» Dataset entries
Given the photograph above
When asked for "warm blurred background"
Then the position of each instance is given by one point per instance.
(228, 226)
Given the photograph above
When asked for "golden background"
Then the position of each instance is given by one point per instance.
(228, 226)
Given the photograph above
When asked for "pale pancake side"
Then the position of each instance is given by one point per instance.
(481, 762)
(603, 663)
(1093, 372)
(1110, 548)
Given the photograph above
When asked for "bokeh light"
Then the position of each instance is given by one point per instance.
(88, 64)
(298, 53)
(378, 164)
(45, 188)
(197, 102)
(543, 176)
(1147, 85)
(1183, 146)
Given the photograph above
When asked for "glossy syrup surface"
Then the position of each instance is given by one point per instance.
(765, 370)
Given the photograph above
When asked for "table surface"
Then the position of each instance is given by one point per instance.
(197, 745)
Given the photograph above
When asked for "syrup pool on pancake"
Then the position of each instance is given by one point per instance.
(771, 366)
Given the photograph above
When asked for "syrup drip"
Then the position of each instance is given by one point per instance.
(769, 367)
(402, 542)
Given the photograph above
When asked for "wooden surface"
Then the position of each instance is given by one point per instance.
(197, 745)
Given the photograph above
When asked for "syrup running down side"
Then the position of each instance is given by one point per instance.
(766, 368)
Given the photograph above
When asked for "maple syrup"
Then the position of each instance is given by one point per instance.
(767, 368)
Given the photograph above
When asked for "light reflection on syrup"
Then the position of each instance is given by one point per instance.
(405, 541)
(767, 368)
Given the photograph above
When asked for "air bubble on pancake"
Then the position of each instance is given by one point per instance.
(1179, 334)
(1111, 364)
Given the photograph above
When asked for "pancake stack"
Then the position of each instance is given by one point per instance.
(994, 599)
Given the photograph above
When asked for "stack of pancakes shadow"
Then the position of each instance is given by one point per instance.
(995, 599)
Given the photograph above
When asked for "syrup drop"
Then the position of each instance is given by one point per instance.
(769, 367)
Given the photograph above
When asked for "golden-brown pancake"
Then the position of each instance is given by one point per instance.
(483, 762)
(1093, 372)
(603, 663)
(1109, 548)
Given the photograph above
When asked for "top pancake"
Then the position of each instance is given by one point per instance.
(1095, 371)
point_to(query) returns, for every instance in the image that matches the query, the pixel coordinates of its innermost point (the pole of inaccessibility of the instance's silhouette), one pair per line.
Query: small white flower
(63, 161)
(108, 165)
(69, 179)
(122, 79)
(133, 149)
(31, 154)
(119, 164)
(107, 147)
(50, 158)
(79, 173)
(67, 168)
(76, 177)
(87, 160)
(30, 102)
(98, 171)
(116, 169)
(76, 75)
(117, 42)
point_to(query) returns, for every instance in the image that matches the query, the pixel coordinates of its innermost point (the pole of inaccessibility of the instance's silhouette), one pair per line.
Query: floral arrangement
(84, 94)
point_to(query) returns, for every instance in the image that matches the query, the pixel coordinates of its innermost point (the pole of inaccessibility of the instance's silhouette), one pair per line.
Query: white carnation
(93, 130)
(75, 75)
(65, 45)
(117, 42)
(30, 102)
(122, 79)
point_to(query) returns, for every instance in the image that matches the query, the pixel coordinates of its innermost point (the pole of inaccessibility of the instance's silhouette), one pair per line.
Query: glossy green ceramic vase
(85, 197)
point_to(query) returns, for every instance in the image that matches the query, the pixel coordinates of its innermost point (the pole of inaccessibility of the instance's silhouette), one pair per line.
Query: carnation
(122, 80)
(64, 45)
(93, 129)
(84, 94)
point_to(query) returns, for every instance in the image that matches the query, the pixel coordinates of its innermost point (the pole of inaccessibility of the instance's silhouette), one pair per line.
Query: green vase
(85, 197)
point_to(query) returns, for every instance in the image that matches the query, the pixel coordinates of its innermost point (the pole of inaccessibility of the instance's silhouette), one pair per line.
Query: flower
* * *
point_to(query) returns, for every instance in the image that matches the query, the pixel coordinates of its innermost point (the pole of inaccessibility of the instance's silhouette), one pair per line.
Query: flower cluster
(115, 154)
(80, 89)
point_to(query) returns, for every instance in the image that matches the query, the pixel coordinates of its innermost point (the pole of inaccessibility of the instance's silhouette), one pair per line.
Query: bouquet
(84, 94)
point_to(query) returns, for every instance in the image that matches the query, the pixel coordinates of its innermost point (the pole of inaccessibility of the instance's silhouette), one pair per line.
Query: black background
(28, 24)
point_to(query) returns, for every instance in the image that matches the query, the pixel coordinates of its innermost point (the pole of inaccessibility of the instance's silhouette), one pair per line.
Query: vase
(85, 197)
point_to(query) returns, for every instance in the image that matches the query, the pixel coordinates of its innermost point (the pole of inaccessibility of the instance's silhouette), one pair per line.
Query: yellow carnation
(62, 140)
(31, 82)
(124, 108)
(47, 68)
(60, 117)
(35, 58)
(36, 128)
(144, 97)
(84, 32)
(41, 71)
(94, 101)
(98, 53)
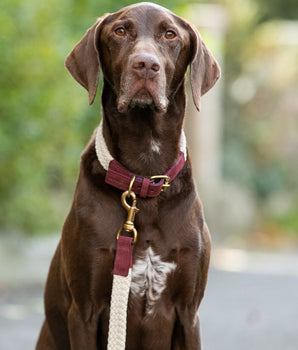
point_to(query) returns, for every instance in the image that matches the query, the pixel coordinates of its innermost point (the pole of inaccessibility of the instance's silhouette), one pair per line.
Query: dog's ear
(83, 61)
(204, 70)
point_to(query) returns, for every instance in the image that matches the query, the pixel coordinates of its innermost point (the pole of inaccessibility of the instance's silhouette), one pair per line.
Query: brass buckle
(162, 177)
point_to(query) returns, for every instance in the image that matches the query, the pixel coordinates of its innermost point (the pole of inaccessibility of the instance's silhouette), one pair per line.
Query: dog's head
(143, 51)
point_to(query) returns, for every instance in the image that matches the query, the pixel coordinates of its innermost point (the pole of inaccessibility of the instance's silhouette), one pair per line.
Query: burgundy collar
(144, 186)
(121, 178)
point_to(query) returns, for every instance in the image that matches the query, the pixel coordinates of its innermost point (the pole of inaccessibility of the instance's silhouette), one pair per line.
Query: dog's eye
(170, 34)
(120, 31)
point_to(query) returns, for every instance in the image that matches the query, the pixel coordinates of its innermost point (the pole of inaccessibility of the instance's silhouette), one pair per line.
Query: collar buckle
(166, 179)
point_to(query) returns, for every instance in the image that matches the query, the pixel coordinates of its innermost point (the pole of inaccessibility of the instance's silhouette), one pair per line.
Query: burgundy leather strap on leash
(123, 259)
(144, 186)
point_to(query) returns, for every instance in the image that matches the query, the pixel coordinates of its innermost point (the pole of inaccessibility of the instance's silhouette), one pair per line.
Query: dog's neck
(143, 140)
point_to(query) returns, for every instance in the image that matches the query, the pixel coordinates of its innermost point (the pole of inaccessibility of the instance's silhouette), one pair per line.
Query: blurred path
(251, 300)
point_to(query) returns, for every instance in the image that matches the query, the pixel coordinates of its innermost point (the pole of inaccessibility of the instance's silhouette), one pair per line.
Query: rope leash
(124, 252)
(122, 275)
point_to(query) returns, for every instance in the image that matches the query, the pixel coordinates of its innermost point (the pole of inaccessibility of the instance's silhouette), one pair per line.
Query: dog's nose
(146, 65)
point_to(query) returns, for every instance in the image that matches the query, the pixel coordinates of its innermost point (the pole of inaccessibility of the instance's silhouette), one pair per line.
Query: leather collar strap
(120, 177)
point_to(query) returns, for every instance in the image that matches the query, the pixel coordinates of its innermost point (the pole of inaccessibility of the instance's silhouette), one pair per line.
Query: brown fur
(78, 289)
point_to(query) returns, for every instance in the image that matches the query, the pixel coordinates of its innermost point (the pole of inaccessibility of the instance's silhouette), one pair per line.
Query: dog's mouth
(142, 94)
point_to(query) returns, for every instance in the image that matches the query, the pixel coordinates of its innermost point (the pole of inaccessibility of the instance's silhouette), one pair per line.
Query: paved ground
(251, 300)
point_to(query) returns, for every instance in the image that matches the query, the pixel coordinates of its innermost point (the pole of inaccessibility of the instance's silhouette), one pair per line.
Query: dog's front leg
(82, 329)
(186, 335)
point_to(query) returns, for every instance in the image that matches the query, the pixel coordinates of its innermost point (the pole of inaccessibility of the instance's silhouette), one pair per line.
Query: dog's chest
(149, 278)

» Required work
Which of the lines above include the word "surface"? Copy each of them.

» Completed exercise
When asked for "glossy syrup surface"
When asked for "table surface"
When asked for "wooden surface"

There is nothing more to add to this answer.